START INFORMATION SUPPLIED

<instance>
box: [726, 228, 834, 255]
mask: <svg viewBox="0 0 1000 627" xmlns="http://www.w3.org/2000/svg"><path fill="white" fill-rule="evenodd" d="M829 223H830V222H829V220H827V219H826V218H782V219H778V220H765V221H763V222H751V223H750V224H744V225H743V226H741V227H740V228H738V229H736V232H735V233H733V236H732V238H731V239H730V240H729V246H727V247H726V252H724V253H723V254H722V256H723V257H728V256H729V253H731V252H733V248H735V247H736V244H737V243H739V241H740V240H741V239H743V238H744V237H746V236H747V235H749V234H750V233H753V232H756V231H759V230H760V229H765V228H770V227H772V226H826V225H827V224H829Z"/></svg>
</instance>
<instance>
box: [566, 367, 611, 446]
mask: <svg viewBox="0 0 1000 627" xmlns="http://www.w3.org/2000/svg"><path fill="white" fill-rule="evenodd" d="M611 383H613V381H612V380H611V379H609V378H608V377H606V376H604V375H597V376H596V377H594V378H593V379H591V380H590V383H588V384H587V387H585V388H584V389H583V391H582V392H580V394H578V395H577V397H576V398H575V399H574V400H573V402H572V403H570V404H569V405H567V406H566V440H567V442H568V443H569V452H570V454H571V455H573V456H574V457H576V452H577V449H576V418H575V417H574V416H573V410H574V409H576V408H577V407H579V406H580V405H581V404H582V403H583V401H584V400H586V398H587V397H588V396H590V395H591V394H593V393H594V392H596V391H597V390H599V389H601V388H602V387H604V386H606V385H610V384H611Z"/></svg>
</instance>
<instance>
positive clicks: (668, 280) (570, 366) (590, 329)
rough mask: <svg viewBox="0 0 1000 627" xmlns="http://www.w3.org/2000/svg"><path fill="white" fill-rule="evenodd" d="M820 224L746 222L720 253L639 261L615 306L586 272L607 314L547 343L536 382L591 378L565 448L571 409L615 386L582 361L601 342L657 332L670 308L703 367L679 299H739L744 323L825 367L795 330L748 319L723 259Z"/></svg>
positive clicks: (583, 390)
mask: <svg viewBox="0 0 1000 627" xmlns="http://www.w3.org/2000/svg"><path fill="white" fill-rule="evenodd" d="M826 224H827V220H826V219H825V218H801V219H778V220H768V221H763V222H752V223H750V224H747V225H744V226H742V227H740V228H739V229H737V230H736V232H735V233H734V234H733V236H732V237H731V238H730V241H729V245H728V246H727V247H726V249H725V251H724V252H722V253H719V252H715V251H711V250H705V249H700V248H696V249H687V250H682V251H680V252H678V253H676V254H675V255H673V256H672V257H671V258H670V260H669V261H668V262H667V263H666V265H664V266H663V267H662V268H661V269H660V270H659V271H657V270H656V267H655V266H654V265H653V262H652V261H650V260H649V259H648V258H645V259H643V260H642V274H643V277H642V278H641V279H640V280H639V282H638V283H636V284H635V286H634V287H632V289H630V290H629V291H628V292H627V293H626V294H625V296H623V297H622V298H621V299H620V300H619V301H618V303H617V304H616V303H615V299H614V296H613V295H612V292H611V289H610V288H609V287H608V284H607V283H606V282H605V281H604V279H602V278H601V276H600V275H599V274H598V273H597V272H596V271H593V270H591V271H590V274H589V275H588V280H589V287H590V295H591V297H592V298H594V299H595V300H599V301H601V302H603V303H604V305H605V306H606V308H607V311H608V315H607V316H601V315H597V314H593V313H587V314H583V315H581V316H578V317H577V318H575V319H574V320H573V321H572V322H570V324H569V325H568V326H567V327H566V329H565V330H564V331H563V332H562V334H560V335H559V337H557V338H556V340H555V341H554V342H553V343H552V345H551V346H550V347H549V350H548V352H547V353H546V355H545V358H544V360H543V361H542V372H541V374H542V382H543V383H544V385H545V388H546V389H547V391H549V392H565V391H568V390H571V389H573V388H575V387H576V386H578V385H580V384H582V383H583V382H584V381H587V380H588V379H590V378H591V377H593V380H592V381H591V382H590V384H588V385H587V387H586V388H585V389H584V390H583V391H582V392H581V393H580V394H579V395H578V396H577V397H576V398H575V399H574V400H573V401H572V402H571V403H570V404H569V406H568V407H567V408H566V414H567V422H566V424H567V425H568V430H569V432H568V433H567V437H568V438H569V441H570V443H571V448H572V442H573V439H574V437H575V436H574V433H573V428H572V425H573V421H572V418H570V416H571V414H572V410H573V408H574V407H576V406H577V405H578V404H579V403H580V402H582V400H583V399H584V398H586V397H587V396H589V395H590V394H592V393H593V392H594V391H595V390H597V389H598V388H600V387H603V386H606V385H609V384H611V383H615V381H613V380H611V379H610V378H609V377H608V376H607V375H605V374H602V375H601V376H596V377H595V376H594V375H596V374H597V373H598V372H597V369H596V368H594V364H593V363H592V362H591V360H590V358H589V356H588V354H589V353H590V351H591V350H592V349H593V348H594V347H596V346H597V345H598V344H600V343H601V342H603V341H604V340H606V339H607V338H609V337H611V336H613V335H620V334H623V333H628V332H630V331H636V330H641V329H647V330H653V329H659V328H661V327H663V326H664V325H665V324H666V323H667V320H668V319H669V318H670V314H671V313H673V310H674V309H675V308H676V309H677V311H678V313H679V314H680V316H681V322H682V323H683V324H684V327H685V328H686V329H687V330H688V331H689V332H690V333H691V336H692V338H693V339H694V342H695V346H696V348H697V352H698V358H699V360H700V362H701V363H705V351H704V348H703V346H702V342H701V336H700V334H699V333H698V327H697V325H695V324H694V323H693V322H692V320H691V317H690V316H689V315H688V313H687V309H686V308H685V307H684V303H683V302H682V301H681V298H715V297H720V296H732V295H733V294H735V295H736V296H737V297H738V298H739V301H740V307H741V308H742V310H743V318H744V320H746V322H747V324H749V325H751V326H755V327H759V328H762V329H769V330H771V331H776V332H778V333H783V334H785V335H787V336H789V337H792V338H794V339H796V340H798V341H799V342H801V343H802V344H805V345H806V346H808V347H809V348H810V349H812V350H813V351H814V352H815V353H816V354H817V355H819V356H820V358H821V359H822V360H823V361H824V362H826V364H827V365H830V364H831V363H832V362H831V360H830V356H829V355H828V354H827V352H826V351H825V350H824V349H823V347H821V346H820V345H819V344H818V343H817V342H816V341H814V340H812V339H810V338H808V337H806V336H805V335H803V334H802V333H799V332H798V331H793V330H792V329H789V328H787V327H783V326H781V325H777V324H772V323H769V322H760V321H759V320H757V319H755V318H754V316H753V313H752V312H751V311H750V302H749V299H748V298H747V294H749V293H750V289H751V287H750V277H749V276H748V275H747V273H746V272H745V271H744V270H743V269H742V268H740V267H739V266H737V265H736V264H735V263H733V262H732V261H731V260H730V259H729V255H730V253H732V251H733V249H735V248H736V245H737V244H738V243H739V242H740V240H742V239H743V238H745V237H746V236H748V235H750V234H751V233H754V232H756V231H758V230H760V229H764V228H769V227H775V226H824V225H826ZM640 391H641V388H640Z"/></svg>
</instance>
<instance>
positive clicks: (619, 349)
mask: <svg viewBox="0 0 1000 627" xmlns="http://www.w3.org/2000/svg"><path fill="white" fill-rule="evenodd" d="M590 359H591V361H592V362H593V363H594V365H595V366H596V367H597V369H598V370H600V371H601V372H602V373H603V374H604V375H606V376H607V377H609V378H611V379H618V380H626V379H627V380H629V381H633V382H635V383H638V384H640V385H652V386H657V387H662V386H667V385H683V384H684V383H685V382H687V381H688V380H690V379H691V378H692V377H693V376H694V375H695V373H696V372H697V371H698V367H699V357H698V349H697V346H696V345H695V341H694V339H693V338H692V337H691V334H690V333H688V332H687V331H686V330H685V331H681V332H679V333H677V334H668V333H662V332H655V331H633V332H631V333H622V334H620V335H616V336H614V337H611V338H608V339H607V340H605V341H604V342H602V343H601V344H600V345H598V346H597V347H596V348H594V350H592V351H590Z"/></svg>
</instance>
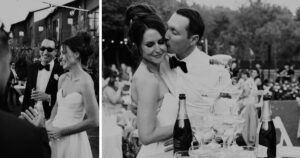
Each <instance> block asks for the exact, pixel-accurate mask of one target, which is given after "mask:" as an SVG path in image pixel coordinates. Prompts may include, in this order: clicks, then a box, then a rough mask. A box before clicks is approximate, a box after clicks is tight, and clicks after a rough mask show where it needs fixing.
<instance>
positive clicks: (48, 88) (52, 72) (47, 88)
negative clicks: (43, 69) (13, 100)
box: [22, 62, 64, 119]
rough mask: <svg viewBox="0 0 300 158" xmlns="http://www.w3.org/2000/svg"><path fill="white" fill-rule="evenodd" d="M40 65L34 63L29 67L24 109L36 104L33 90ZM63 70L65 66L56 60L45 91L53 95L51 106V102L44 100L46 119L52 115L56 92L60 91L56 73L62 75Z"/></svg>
mask: <svg viewBox="0 0 300 158" xmlns="http://www.w3.org/2000/svg"><path fill="white" fill-rule="evenodd" d="M38 65H39V63H34V64H32V65H31V66H30V67H29V70H28V75H27V83H26V88H25V92H24V99H23V107H22V111H25V110H26V109H28V108H29V106H31V107H33V106H34V104H35V101H34V100H32V99H31V90H32V89H33V88H36V82H37V76H38V71H39V70H38ZM63 72H64V71H63V68H62V67H61V66H60V65H59V63H58V62H54V66H53V70H52V72H51V75H50V79H49V82H48V84H47V87H46V91H45V93H47V94H50V95H51V106H49V103H48V102H47V101H44V102H43V108H44V112H45V117H46V119H48V118H49V117H50V115H51V110H52V108H53V106H54V104H55V102H56V93H57V91H58V89H57V85H58V80H56V79H55V78H54V75H55V74H57V75H58V76H60V75H61V74H62V73H63Z"/></svg>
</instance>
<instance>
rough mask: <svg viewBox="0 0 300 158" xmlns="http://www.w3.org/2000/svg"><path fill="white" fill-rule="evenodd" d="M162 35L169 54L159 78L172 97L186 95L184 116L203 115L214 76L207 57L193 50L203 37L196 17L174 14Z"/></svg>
mask: <svg viewBox="0 0 300 158" xmlns="http://www.w3.org/2000/svg"><path fill="white" fill-rule="evenodd" d="M167 24H168V29H167V32H166V34H165V38H166V44H167V49H168V52H169V53H170V54H171V55H170V56H167V57H166V60H165V61H164V62H163V63H162V64H161V75H162V78H163V79H164V81H165V83H166V84H167V86H168V88H169V89H170V91H171V93H172V94H173V95H174V96H176V97H177V96H179V94H180V93H185V94H186V104H187V112H188V115H189V117H190V120H191V123H192V124H193V119H192V118H193V117H194V116H200V115H202V114H203V115H204V114H207V113H208V112H209V110H210V108H211V105H212V102H213V100H214V99H215V97H216V96H217V95H218V93H217V85H218V84H217V83H218V82H217V81H218V74H217V73H216V72H215V70H214V69H212V68H211V66H210V64H209V60H210V56H209V55H207V54H205V53H204V52H202V51H201V50H199V49H198V48H197V43H198V42H199V40H200V39H201V38H202V36H203V33H204V23H203V20H202V18H201V16H200V14H199V13H198V12H197V11H195V10H192V9H179V10H177V11H176V12H175V13H174V14H173V15H172V16H171V18H170V19H169V21H168V22H167Z"/></svg>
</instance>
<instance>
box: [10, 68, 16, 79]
mask: <svg viewBox="0 0 300 158" xmlns="http://www.w3.org/2000/svg"><path fill="white" fill-rule="evenodd" d="M10 70H11V72H12V74H13V76H14V78H15V79H17V78H18V75H17V73H16V70H15V69H10Z"/></svg>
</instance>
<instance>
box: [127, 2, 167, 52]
mask: <svg viewBox="0 0 300 158" xmlns="http://www.w3.org/2000/svg"><path fill="white" fill-rule="evenodd" d="M125 24H126V25H127V26H128V32H127V36H128V37H129V40H130V41H131V42H133V43H134V44H135V45H136V46H137V47H139V46H140V45H141V42H142V40H143V36H144V33H145V31H146V30H147V29H150V28H151V29H155V30H157V31H158V32H159V34H160V35H161V36H162V37H163V38H164V35H165V33H166V28H165V25H164V23H163V21H162V20H161V18H160V17H159V16H158V15H157V14H156V10H155V9H154V8H153V7H152V6H151V5H148V4H145V3H136V4H132V5H130V6H129V7H128V8H127V10H126V17H125ZM139 54H140V53H139Z"/></svg>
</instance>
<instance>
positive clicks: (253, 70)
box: [251, 69, 263, 90]
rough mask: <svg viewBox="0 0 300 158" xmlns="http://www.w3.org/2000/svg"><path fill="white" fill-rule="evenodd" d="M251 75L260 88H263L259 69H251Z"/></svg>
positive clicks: (252, 77) (256, 86)
mask: <svg viewBox="0 0 300 158" xmlns="http://www.w3.org/2000/svg"><path fill="white" fill-rule="evenodd" d="M251 77H252V78H253V80H254V83H255V85H256V87H257V89H258V90H262V89H263V84H262V79H261V78H260V75H259V71H258V70H257V69H252V70H251Z"/></svg>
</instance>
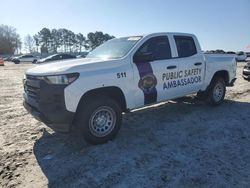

END INFORMATION SUPPLIED

**WHAT YOU SHOULD DO:** Beginning at the top of the entries above, output each line exactly, and end with the line in which "positive clicks: (668, 280)" appears.

**TASK RESULT:**
<instance>
box: [726, 228, 834, 255]
mask: <svg viewBox="0 0 1000 627" xmlns="http://www.w3.org/2000/svg"><path fill="white" fill-rule="evenodd" d="M829 223H830V222H829V220H827V219H826V218H782V219H778V220H765V221H763V222H751V223H750V224H744V225H743V226H741V227H740V228H738V229H736V232H735V233H733V236H732V238H731V239H730V240H729V246H727V247H726V252H724V253H723V254H722V256H723V257H728V256H729V253H731V252H733V248H735V247H736V244H737V243H739V241H740V240H741V239H743V238H744V237H746V236H747V235H749V234H750V233H753V232H756V231H759V230H760V229H765V228H770V227H772V226H826V225H827V224H829Z"/></svg>
</instance>
<instance>
box: [566, 367, 611, 446]
mask: <svg viewBox="0 0 1000 627" xmlns="http://www.w3.org/2000/svg"><path fill="white" fill-rule="evenodd" d="M611 383H613V381H612V380H611V379H609V378H608V377H606V376H604V375H597V376H596V377H594V378H593V379H591V380H590V383H588V384H587V387H585V388H584V389H583V391H582V392H580V394H578V395H577V397H576V398H575V399H574V400H573V402H572V403H570V404H569V405H567V406H566V440H567V442H568V443H569V452H570V454H571V455H573V456H574V457H576V452H577V449H576V418H575V417H574V416H573V410H574V409H576V408H577V407H579V406H580V405H581V404H582V403H583V401H584V400H586V398H587V397H588V396H590V395H591V394H593V393H594V392H596V391H597V390H599V389H601V388H602V387H604V386H606V385H610V384H611Z"/></svg>
</instance>
<instance>
positive clicks: (668, 280) (570, 366) (590, 329)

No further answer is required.